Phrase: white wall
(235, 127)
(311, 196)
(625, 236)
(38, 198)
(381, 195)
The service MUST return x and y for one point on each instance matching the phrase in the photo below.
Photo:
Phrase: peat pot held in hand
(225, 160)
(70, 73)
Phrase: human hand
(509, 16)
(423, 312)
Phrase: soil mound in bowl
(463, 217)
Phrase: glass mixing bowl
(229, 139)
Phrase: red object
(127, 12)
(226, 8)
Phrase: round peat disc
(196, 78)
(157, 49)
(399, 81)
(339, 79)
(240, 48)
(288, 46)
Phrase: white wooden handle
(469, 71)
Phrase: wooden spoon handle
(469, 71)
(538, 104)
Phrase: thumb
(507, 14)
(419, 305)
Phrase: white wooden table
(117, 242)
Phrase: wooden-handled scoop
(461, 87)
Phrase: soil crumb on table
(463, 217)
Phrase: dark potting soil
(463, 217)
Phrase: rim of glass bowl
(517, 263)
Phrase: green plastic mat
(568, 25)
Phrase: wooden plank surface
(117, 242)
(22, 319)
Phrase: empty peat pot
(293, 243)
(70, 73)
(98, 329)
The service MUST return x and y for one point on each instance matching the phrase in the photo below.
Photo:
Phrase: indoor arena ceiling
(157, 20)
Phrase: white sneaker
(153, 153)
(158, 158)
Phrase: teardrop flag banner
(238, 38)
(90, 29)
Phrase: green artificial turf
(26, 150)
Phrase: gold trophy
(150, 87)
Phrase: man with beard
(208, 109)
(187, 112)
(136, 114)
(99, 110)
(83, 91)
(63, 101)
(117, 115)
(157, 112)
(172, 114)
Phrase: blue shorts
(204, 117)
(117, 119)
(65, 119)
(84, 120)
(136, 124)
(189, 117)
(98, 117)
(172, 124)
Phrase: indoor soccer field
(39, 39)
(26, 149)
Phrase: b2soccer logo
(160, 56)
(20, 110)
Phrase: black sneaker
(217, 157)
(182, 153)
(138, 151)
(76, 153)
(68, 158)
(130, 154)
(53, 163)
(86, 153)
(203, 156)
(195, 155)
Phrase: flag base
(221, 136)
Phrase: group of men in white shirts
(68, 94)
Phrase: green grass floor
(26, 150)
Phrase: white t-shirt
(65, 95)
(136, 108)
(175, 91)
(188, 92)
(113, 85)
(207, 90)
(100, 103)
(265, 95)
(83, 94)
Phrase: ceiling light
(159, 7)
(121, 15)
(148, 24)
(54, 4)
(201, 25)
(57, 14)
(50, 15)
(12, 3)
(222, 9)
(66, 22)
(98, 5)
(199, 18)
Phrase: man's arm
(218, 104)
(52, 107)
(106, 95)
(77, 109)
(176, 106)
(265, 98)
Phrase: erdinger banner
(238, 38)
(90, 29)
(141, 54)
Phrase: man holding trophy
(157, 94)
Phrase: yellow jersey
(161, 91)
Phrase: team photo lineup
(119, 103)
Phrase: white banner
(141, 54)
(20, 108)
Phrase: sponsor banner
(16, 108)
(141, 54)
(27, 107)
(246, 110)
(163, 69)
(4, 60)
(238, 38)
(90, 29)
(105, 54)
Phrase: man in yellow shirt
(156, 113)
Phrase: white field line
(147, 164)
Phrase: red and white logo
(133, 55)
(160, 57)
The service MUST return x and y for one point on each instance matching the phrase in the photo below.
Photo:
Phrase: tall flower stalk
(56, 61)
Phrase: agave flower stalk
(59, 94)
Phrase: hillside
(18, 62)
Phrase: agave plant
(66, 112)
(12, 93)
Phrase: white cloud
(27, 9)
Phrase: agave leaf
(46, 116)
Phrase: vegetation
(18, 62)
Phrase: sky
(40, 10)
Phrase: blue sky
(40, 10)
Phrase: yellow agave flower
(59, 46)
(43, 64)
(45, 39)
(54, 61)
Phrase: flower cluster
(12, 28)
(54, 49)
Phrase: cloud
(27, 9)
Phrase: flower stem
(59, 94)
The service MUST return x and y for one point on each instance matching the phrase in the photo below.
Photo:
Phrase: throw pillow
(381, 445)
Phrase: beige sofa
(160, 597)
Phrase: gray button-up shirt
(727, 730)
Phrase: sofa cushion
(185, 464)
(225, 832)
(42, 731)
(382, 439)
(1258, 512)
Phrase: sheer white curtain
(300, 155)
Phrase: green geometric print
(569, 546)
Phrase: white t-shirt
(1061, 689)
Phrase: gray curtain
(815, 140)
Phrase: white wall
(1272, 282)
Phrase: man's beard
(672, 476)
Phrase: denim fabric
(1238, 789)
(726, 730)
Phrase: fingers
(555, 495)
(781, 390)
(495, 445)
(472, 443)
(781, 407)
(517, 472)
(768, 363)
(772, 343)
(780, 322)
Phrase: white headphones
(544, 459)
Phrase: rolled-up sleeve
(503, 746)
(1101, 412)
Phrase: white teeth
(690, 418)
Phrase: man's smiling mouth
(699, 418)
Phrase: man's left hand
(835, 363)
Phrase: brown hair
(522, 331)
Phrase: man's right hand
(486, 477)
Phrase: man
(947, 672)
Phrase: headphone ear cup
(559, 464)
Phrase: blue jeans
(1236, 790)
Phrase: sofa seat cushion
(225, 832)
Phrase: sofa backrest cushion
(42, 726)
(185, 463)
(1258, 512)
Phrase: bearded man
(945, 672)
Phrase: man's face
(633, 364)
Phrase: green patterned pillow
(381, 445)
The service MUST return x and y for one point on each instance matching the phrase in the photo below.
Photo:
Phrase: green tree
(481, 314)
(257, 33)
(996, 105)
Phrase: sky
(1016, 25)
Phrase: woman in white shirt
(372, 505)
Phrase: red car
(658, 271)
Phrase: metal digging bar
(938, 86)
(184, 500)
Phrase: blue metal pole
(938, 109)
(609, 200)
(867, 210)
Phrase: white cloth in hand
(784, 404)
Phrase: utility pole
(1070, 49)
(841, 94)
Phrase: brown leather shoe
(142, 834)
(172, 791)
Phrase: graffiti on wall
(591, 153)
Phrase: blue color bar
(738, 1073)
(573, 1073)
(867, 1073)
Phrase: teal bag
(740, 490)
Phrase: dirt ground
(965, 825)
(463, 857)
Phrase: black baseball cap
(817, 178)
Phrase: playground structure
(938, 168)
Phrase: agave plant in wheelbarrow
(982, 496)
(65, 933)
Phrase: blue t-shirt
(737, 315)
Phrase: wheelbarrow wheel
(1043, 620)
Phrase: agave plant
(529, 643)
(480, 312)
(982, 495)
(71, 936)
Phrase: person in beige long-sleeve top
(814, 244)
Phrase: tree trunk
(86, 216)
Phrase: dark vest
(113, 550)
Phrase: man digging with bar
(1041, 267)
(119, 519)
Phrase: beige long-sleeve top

------------------------------

■ **Task to carry out**: Print the material word for word, with nothing left out.

■ **Problem solution**:
Phrase: white wall
(235, 127)
(311, 196)
(625, 236)
(38, 198)
(381, 195)
The service MUST return x and y for one point on each instance matching the phrase in the photo below.
Photo:
Phrase: peat pot held in hand
(225, 160)
(70, 73)
Phrase: human hand
(509, 16)
(423, 312)
Phrase: soil mound in bowl
(463, 217)
Phrase: glass mixing bowl
(229, 139)
Phrase: red object
(127, 12)
(226, 8)
Phrase: round peat disc
(196, 78)
(157, 49)
(399, 81)
(339, 79)
(240, 48)
(288, 46)
Phrase: white wooden handle
(469, 71)
Phrase: wooden spoon handle
(469, 71)
(538, 104)
Phrase: thumb
(507, 14)
(419, 305)
Phrase: white wooden table
(117, 242)
Phrase: wooden-handled scoop
(461, 87)
Phrase: soil crumb on table
(463, 217)
Phrase: dark potting soil
(463, 217)
Phrase: rim of glass bowl
(517, 263)
Phrase: green plastic mat
(568, 25)
Phrase: wooden plank surface
(117, 242)
(22, 319)
Phrase: empty peat pot
(293, 243)
(70, 73)
(98, 329)
The service MUST return x and y for one point on each instance matching the phrase in the photo below.
Photo:
Phrase: indoor arena ceiling
(157, 20)
Phrase: white sneaker
(153, 153)
(158, 158)
Phrase: teardrop flag banner
(238, 38)
(90, 29)
Phrase: green artificial turf
(26, 150)
Phrase: gold trophy
(150, 87)
Phrase: man with beard
(208, 109)
(187, 112)
(136, 114)
(99, 110)
(83, 91)
(63, 101)
(117, 115)
(157, 112)
(172, 114)
Phrase: blue shorts
(204, 117)
(117, 119)
(65, 119)
(84, 120)
(136, 124)
(189, 117)
(98, 117)
(172, 124)
Phrase: indoor soccer field
(39, 39)
(26, 149)
Phrase: b2soccer logo
(160, 56)
(20, 110)
Phrase: black sneaker
(217, 157)
(182, 153)
(138, 151)
(76, 153)
(68, 158)
(130, 154)
(53, 163)
(86, 153)
(203, 156)
(195, 155)
Phrase: flag base
(221, 136)
Phrase: group of men in white shirts
(68, 94)
Phrase: green grass floor
(26, 150)
Phrase: white t-shirt
(65, 95)
(136, 108)
(175, 91)
(188, 92)
(113, 85)
(207, 90)
(100, 103)
(265, 95)
(83, 94)
Phrase: ceiling light
(159, 7)
(121, 15)
(148, 24)
(54, 4)
(201, 25)
(57, 14)
(50, 15)
(12, 3)
(222, 9)
(66, 22)
(98, 5)
(199, 18)
Phrase: man's arm
(218, 104)
(52, 107)
(106, 95)
(77, 109)
(176, 106)
(265, 98)
Phrase: erdinger banner
(238, 38)
(90, 29)
(141, 54)
Phrase: man holding trophy
(157, 94)
Phrase: yellow jersey
(161, 91)
Phrase: team photo lineup
(119, 103)
Phrase: white banner
(141, 54)
(20, 108)
Phrase: sponsor banner
(16, 108)
(141, 54)
(27, 107)
(246, 110)
(163, 69)
(4, 60)
(238, 38)
(90, 29)
(105, 54)
Phrase: man in yellow shirt
(156, 113)
Phrase: white field line
(147, 164)
Phrase: red and white logo
(133, 55)
(160, 57)
The service MUST return x and y for one point on each instance matching the phrase in the photo below.
Photo:
Phrase: tall flower stalk
(56, 61)
Phrase: agave flower stalk
(59, 94)
Phrase: hillside
(18, 62)
Phrase: agave plant
(66, 112)
(12, 93)
Phrase: white cloud
(27, 9)
Phrase: agave leaf
(46, 116)
Phrase: vegetation
(18, 62)
Phrase: sky
(40, 10)
Phrase: blue sky
(40, 10)
Phrase: yellow agave flower
(59, 46)
(43, 64)
(45, 39)
(54, 61)
Phrase: flower cluster
(12, 28)
(54, 49)
Phrase: cloud
(27, 9)
Phrase: flower stem
(59, 94)
The service MUST return x and y for one point on each instance matching the phrase in the photo below.
Photo:
Phrase: throw pillow
(381, 445)
Phrase: beige sofa
(160, 597)
Phrase: gray button-up shirt
(727, 730)
Phrase: sofa cushion
(185, 464)
(225, 832)
(42, 731)
(382, 439)
(1258, 512)
Phrase: sheer white curtain
(300, 155)
Phrase: green geometric print
(569, 546)
Phrase: white t-shirt
(1061, 689)
Phrase: gray curtain
(815, 140)
Phrase: white wall
(1272, 282)
Phrase: man's beard
(672, 476)
Phrase: denim fabric
(1238, 789)
(726, 730)
Phrase: fingers
(555, 495)
(781, 390)
(495, 445)
(472, 443)
(781, 407)
(517, 472)
(768, 363)
(772, 343)
(780, 322)
Phrase: white headphones
(544, 459)
Phrase: rolled-up sleeve
(503, 746)
(1101, 412)
Phrase: white teeth
(690, 418)
Phrase: man's smiling mouth
(699, 418)
Phrase: man's left hand
(835, 363)
Phrase: brown hair
(522, 331)
Phrase: man's right hand
(486, 477)
Phrase: man
(947, 672)
Phrase: headphone ear cup
(559, 464)
Phrase: blue jeans
(1236, 790)
Phrase: sofa seat cushion
(225, 832)
Phrase: sofa backrest cushion
(42, 726)
(185, 463)
(1258, 512)
Phrase: bearded man
(945, 672)
Phrase: man's face
(633, 364)
Phrase: green patterned pillow
(381, 445)
The service MUST return x and y for one point on each instance matching the phrase in the photo below.
Photo:
Phrase: green tree
(481, 314)
(257, 33)
(996, 105)
Phrase: sky
(1016, 25)
Phrase: woman in white shirt
(372, 505)
Phrase: red car
(658, 271)
Phrase: metal digging bar
(938, 86)
(184, 500)
Phrase: blue metal pole
(938, 109)
(609, 200)
(867, 210)
Phrase: white cloth in hand
(784, 404)
Phrase: utility pole
(1070, 49)
(841, 94)
Phrase: brown leather shoe
(142, 834)
(172, 791)
Phrase: graffiti on wall
(591, 153)
Phrase: blue color bar
(738, 1073)
(573, 1073)
(867, 1073)
Phrase: teal bag
(740, 490)
Phrase: dirt ground
(965, 825)
(463, 857)
Phrase: black baseball cap
(817, 178)
Phrase: playground structure
(938, 168)
Phrase: agave plant in wheelbarrow
(982, 496)
(65, 933)
Phrase: blue t-shirt
(737, 315)
Phrase: wheelbarrow wheel
(1043, 620)
Phrase: agave plant
(529, 643)
(480, 312)
(982, 495)
(71, 936)
Phrase: person in beige long-sleeve top
(814, 244)
Phrase: tree trunk
(86, 216)
Phrase: dark vest
(113, 550)
Phrase: man digging with bar
(1041, 267)
(119, 519)
Phrase: beige long-sleeve top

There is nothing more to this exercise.